BEGIN Given passage

Sometimes it signals that the rating was genuinely unfair. Sometimes it signals that the employee was not prepared for the rating because expectations were never clearly set. Sometimes it signals that the manager and employee have a relationship problem that surfaced in the review. All three require different responses.
Handling disputes well protects the integrity of the review process, maintains employee trust in HR, and produces useful information about where the system itself is failing. Handling them badly does the opposite.
The worst time to design a review dispute process is in response to the first dispute. At that point, HR is making decisions under pressure with no agreed standard, and whatever outcome they reach will feel improvised to everyone involved.
Best practice: document the dispute process in the performance review policy before the cycle begins. Communicate it to all employees at the review kickoff. The process should include: how to raise a dispute, who reviews it, what evidence is considered, what the possible outcomes are, and the timeline for resolution.
All disputes should start with a direct conversation between the employee and their manager. HR should not become the first escalation point. The purpose of this conversation is to understand whether the dispute is about missing evidence, a misunderstanding of the rating criteria, or a fundamental disagreement about performance.
Many disputes resolve at this stage when the manager shares the specific evidence behind the rating and the employee has the opportunity to add context that was not considered. If the manager has no evidence, that is itself information about the rating's validity.
If the Stage 1 conversation does not resolve the dispute, the employee formally escalates to HR. HR reviews three things: the evidence the manager provided, the employee's self-assessment, and whether the rating was applied consistently with comparable employees in calibration.

END Given passage
BEGIN Recorded information

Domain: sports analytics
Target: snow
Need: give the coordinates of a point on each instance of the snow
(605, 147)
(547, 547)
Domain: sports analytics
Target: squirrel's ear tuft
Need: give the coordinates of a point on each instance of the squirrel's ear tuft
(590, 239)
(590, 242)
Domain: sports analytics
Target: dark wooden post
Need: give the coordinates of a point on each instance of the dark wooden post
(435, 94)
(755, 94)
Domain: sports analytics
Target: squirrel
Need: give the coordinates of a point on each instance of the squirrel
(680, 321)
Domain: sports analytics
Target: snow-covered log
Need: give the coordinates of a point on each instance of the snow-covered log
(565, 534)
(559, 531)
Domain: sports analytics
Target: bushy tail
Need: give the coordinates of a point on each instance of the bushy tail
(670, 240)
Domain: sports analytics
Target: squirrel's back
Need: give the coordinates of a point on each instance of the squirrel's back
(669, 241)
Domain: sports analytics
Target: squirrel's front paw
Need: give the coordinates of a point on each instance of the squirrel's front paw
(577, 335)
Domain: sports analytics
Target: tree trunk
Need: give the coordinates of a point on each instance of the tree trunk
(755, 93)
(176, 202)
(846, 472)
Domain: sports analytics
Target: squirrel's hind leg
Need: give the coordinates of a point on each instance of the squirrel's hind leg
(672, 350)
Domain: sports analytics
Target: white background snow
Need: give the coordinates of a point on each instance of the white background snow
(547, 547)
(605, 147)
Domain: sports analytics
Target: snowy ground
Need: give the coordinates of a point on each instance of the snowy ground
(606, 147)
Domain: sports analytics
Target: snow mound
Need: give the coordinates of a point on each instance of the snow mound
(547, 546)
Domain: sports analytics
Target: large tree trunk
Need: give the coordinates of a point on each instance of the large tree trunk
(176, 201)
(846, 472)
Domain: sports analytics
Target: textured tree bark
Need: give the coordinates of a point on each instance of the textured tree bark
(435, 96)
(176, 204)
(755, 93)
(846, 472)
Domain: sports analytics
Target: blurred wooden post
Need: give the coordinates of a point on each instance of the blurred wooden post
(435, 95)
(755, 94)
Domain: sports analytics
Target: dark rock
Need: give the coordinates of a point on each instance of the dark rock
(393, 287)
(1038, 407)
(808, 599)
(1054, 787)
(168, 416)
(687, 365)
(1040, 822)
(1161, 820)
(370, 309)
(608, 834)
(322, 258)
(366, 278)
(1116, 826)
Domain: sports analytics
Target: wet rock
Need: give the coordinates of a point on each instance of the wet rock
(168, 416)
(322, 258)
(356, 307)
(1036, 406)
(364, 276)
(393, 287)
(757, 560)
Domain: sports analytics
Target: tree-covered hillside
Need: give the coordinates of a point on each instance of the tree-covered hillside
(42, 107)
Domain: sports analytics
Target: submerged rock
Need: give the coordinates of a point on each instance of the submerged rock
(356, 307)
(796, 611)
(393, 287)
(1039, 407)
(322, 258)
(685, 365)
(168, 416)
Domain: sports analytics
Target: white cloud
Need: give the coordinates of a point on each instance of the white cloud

END Recorded information

» Exercises:
**1)** Translate this sentence from the passage on performance review disputes into Spanish: "HR should not become the first escalation point."
**2)** Carry on the passage about performance review disputes, picking up after its final sentence.

» Answers:
**1)** Recursos Humanos no debería convertirse en el primer punto de escalamiento.

**2)**
HR does not automatically side with the employee or the manager. HR tests whether the rating meets the evidence standard the organisation set. If it does, the rating is upheld with an explanation. If it does not, HR works with the manager to revise it.
If the employee believes Stage 2 was unfair or that HR was not neutral, they can escalate to a senior HR leader or the CEO depending on company size. This stage should be rare. If it is common, the process has a systemic problem that is creating legitimacy questions at earlier stages.
HR should always conduct a neutral review when a dispute is formally escalated. Deferring automatically to the manager teaches employees that HR is not a safe escalation route and that the process is theatre rather than genuine accountability. When the evidence supports the manager's rating, HR upholds it. When it does not, HR revises it. That consistency is what makes the process credible.
Frame it correctly: HR is not overruling the manager's judgment, HR is enforcing the evidence standard that applies to all ratings in the organisation. If the manager's rating meets the evidence standard, it will not be revised. If it does not, revision is a process requirement, not a personal attack. That framing is more credible when HR has communicated the evidence standard clearly before the cycle.